**Excerpt provided**:
Tracks and Shadows: Field Biology as Art

  • Harry W. Greene
University of California Press: 2013. 9780520232754 | ISBN: 978-0-5202-3275-4

I shake the hand of my fellow guide on a tour group along the Amazon. Feeling missing fingers, I blurt out, “You're a herpetologist?” Quickly forgiving me, he names the species of snake responsible. Harry Greene, in his engaging autobiography Tracks and Shadows, tells us of others who have lost digits. Greene himself still has a full set. He has been lucky — and careful.

Credit: MARTIN O'NEILL

We learn much about snakes from Greene, but more about the academic lineages and personalities that shaped his field. Greene and I are academic cousins, sharing a distant academic ancestor in the form of field biologist Joseph Grinnell, who worked at the University of California, Berkeley, from 1908 until his death in 1939. The theme of Greene's book is that the shadows cast by academic family mould our lives, but so do the species we track.

Saved entries:
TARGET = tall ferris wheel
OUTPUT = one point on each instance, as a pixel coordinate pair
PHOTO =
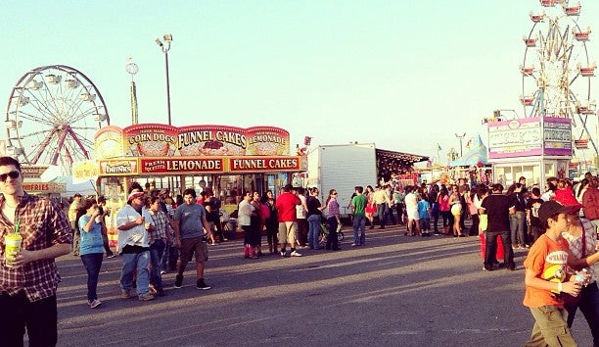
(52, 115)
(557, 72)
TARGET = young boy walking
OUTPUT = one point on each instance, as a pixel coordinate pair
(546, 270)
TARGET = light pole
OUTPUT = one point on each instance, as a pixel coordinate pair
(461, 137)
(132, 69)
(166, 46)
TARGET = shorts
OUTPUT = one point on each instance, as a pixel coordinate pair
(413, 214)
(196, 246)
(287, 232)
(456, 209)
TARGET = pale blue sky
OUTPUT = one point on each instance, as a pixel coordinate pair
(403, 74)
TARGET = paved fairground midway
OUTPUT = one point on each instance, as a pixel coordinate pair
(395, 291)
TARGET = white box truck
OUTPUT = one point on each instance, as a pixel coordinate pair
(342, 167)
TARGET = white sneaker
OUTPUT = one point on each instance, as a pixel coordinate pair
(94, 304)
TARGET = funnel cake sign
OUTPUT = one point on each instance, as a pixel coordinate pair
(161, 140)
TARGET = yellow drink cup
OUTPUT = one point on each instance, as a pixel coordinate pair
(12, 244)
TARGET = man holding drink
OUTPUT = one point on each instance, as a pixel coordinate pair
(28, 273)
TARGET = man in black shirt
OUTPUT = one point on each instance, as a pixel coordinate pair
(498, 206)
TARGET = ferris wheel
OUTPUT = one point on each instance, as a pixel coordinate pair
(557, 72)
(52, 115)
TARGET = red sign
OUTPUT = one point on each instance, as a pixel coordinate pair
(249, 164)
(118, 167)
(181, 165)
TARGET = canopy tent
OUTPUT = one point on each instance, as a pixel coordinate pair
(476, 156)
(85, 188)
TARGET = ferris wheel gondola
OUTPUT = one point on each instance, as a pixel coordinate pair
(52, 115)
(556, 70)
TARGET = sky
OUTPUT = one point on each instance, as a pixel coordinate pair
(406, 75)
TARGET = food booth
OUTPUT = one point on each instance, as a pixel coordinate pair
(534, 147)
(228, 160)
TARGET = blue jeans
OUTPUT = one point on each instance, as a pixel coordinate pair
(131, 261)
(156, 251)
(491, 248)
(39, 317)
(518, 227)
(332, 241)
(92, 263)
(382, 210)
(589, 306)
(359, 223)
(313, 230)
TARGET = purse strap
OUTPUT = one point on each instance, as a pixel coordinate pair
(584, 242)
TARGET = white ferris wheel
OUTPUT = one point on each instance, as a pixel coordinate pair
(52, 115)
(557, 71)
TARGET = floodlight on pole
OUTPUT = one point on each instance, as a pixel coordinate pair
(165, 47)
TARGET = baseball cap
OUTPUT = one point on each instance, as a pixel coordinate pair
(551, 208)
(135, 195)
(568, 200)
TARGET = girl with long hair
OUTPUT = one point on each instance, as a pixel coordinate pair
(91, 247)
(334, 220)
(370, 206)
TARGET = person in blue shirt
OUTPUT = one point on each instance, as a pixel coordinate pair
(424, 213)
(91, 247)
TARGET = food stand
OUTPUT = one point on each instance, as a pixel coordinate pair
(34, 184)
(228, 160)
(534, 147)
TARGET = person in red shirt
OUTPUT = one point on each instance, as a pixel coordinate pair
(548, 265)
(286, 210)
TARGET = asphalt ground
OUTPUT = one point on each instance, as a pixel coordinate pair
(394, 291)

**Activities**:
[A] According to the Tracks and Shadows review, why does the reviewer call Greene and himself academic cousins? Answer in one to three sentences.
[B] Please continue the Tracks and Shadows review from its last sentence.

**Per-task answers**:
[A] They share a distant academic ancestor, the field biologist Joseph Grinnell. Grinnell worked at the University of California, Berkeley, from 1908 until his death in 1939.

[B]
The field guide is the beginning. I vividly remember getting my first. It had to be of birds (my lifelong passion), because all Britain's amphibians and reptiles would form a small volume indeed. Only in graduate school in the American West, when my taxonomic passion was set, did I meet the groundbreaking guides to America's exceptional diversity of amphibians and reptiles by Robert Stebbins and Roger Conant. Greene flips through Conant's pages, and I imagine him thinking, “I want to see that one. No, that's the one I just have to find!” And although the taxa differed, the experiences and outcomes were the same: we had to find what we saw that so intrigued us.

Two things follow. Soon, you are looking in places where you might find the real thing. Creeks, wetlands, woodlots and barren land — all places others might pass without notice — become magical when one thinks they might hold desired species. Here, my path diverges from Greene's. I have never wished to turn over old planks to find rattlesnakes, to have my heart race as I pick up a cottonmouth, or to have to conceal being bitten by a copperhead from my parents.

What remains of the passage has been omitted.